-- TAREAS PENDIENTES --
A – Enumera todos los nombres propios que aparecen en el texto sobre la libertad de expresión.
B – Prolonga el texto sobre la libertad de expresión desde su última oración.

-- DOCUMENTO --
/---
Desde el momento en que Donald Trump ganó las elecciones, perdió este debate la libertad de expresión. Es decir: perdió la gente que piensa como yo. Los que creen que limitar el vaporoso discurso de odio es peor que no limitarlo, porque quien pinta la línea roja lo hará siempre caprichosamente y acabarán pagando justos por pecadores. La prueba de que el debate lo perdimos es Youtube: su algoritmo de control del discurso de odio y su equipo de apelaciones nos dejan ver cómo funcionará mañana Facebook. Iré con esto en un momento.
\---
-- EXTRACTOS DE ENTRADAS --
/---
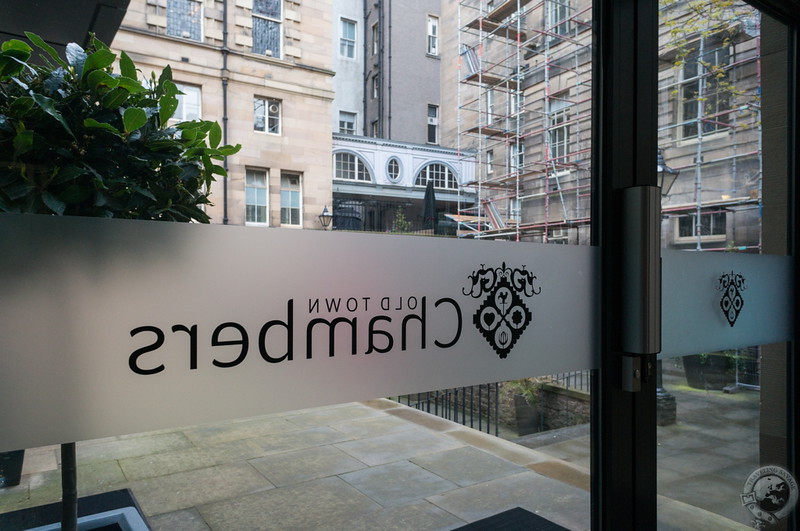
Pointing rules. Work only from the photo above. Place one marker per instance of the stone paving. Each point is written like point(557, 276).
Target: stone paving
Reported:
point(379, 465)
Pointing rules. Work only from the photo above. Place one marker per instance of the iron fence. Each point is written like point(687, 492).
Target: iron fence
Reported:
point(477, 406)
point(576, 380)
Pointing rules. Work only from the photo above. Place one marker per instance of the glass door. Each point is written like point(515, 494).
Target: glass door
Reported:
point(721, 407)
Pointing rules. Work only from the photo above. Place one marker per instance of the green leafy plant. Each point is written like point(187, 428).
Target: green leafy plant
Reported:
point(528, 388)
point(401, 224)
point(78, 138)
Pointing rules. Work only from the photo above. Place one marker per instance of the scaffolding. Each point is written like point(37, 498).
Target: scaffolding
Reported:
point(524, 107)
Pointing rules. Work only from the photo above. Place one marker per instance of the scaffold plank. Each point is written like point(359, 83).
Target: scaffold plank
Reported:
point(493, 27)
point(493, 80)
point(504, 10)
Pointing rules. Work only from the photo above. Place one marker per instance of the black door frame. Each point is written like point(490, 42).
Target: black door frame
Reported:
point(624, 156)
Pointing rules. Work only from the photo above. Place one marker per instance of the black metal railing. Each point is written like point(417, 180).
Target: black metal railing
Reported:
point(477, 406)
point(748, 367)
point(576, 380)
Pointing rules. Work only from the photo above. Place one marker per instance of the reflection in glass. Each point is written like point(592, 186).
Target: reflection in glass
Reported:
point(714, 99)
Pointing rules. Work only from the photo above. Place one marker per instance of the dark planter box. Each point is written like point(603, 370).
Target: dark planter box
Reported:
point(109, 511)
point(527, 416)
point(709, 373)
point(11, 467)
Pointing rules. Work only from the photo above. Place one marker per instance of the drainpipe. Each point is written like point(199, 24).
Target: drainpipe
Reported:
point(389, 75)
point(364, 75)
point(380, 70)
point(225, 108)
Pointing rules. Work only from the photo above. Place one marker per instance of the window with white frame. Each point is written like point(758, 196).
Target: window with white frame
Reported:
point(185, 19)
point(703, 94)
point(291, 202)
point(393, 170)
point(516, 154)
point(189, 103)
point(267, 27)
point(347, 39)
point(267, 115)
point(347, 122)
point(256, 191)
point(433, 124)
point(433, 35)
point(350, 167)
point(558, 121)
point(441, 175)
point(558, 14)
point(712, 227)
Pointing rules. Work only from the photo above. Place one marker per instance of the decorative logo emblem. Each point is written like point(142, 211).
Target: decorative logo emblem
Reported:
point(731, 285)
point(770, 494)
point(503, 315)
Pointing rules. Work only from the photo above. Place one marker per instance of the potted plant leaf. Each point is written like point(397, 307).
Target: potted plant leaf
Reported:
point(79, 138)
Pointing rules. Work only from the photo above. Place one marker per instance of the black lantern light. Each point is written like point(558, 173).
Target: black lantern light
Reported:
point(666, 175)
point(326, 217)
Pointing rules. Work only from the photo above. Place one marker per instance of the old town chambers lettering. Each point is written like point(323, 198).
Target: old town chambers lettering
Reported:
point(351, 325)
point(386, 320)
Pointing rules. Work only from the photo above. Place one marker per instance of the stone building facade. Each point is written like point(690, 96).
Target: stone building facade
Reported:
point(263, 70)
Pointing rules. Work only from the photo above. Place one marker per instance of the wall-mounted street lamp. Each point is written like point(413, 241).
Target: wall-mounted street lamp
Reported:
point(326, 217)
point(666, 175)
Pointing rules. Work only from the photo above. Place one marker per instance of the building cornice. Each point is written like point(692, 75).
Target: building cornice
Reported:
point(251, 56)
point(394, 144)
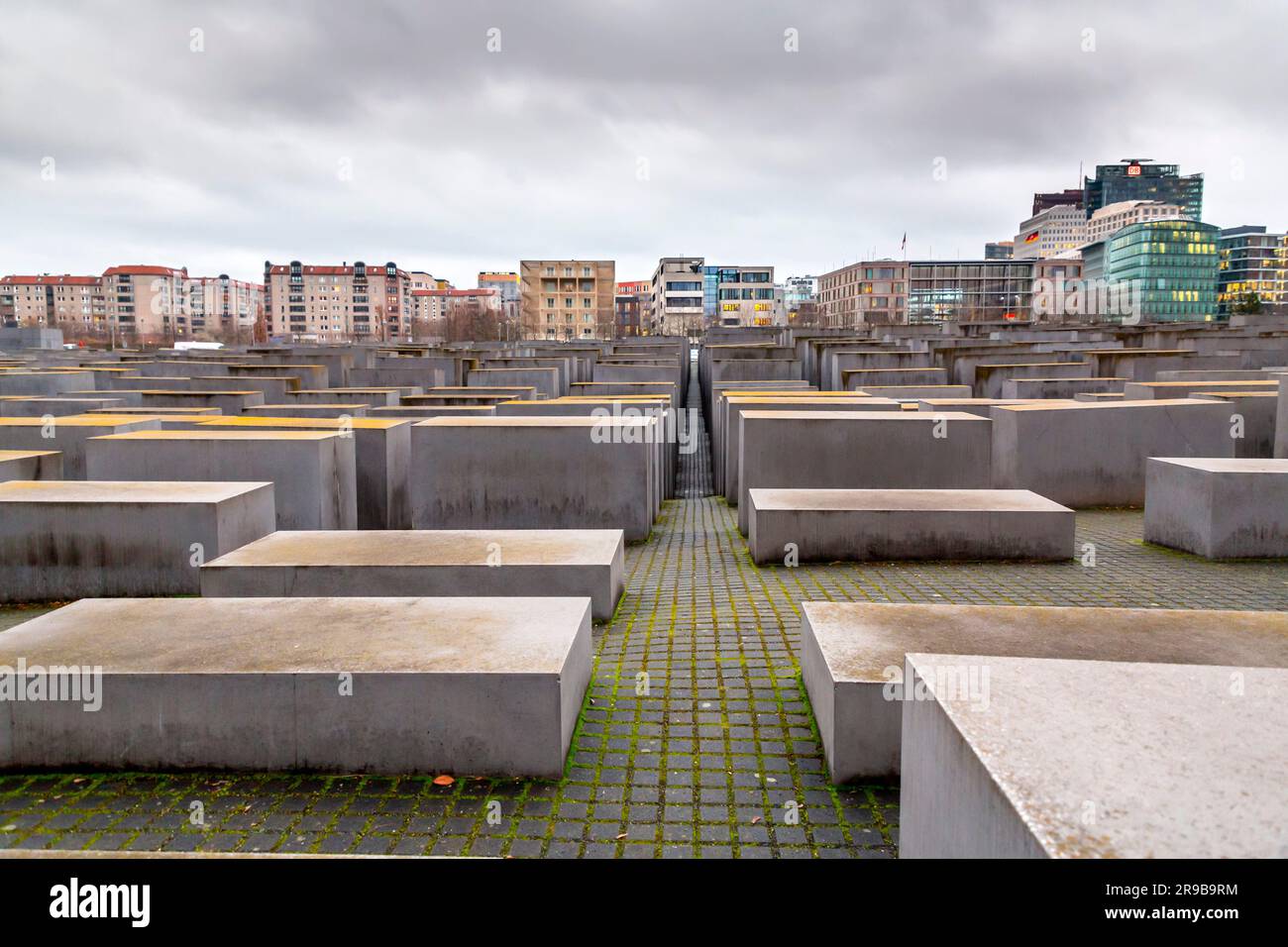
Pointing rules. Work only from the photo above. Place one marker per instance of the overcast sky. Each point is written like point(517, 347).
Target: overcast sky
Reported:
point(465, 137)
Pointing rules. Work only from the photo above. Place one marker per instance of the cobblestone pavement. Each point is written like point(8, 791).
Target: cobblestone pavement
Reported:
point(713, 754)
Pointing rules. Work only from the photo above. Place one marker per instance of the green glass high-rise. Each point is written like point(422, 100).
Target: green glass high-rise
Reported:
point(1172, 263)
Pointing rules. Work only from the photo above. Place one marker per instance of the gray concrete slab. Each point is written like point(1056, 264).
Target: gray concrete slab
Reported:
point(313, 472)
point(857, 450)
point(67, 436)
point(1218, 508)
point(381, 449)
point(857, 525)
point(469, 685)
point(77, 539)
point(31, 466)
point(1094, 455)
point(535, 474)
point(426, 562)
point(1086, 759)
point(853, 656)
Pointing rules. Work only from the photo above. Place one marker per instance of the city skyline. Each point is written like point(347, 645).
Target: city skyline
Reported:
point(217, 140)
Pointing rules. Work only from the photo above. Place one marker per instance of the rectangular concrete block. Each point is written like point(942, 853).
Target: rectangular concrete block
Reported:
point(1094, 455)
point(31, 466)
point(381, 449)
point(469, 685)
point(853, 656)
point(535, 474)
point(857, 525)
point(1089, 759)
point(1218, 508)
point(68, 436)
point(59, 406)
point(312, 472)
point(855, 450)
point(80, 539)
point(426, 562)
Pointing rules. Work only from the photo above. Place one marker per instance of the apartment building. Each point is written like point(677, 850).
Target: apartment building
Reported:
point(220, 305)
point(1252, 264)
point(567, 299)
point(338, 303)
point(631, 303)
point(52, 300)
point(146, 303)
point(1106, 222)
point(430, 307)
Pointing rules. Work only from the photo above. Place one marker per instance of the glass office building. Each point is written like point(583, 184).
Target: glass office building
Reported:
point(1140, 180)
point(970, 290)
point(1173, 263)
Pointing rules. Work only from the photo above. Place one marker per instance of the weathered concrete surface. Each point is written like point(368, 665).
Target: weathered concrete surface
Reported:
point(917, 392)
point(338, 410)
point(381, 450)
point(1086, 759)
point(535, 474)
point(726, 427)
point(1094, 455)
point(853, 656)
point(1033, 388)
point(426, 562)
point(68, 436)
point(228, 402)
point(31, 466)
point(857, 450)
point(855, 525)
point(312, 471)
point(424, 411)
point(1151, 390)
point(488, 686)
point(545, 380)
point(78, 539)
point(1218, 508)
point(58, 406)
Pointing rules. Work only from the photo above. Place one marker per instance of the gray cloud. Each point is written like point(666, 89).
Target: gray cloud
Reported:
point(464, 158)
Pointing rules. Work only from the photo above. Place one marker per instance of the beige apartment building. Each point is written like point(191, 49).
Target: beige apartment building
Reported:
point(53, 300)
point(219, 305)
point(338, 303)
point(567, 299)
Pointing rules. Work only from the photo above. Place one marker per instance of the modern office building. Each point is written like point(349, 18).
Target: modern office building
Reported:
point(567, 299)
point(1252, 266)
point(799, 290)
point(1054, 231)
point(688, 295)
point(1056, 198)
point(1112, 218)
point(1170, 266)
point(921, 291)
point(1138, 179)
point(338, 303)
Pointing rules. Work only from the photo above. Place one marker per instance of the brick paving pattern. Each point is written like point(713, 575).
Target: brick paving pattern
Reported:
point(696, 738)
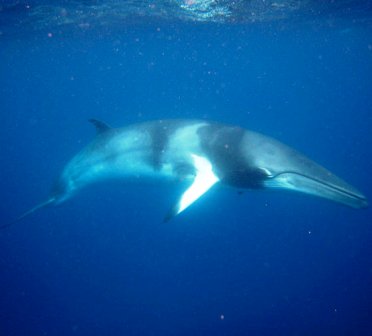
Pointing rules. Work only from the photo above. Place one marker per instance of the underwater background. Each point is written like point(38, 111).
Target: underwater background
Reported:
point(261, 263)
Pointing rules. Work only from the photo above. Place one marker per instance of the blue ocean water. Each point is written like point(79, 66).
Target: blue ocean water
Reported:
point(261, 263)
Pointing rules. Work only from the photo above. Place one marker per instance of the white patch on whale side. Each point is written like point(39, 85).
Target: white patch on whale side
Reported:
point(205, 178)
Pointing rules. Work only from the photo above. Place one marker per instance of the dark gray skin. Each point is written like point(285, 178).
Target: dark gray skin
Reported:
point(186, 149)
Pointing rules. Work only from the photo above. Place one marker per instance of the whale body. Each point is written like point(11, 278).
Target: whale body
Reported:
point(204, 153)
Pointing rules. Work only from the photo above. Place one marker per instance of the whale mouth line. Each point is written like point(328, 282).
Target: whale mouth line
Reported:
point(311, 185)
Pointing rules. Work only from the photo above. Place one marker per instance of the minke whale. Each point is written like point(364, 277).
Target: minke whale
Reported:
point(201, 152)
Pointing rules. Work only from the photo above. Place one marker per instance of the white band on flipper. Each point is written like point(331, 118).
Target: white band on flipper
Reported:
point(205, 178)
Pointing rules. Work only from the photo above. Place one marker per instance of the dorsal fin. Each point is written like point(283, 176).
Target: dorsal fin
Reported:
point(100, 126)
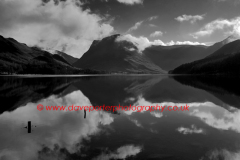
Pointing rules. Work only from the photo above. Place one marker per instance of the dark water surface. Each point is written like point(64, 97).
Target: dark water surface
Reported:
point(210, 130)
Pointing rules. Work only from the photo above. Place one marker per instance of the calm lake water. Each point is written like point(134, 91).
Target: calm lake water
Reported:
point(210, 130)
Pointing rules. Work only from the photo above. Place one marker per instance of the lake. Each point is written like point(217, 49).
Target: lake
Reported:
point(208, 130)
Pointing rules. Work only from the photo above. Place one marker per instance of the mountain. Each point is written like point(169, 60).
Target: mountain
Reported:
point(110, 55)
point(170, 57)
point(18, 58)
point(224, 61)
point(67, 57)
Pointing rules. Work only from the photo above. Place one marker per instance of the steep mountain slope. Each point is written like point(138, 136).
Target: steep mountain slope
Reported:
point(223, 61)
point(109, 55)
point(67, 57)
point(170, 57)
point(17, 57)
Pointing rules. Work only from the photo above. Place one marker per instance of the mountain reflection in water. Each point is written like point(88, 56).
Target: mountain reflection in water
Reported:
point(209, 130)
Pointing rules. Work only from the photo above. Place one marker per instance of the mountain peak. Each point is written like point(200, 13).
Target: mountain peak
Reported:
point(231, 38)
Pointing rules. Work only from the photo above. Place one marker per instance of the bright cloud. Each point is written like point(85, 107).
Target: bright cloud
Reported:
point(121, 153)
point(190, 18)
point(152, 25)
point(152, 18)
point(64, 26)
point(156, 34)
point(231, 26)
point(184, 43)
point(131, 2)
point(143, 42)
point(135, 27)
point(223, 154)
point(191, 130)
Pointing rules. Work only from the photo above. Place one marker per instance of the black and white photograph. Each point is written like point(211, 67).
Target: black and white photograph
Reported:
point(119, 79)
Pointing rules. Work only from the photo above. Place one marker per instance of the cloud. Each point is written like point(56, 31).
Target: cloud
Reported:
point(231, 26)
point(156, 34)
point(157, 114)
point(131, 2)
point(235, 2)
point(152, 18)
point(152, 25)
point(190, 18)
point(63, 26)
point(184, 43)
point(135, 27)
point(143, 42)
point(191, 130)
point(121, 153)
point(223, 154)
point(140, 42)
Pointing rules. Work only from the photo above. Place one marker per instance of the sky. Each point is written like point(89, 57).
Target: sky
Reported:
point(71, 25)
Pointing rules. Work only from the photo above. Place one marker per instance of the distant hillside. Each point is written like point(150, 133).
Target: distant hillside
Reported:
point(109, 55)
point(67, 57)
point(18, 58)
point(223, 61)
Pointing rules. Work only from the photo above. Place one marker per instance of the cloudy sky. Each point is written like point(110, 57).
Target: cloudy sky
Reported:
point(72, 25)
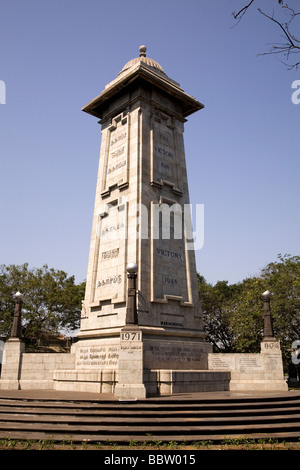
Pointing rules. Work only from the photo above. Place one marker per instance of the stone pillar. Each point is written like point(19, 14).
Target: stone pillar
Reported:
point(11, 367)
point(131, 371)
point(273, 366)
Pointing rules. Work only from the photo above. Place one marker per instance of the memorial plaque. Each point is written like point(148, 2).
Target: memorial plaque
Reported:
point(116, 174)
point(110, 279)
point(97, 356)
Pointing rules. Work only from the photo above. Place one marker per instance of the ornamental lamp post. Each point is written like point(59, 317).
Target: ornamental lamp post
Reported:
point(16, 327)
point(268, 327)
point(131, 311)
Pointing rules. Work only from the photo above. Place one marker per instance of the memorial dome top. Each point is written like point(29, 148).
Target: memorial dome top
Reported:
\---
-- PROBLEMAS RESUELTOS --
A – Donald Trump, Youtube, Facebook.

B –
La libertad de expresión ya no existe en las redes sociales
Las redes sociales que hoy usamos se popularizaron desde 2007. Hasta 2010 hubo unos años de absoluto juego y libertad: íbamos a Twitter a decir lo que no queríamos que oyera nuestra madre. En las redes se hacía mucho humor negro y se opinaba con sinceridad, muchas veces de manera desagradable y grosera, pero hacia 2011 empezaron a ser habituales los linchamientos digitales. Los linchamientos eran la respuesta de ciertos sectores hipersensibles al discurso duro y espontáneo. Podían desatarse por un alegato racista o machista, sí, pero también por comentarios ambiguos e irónicos.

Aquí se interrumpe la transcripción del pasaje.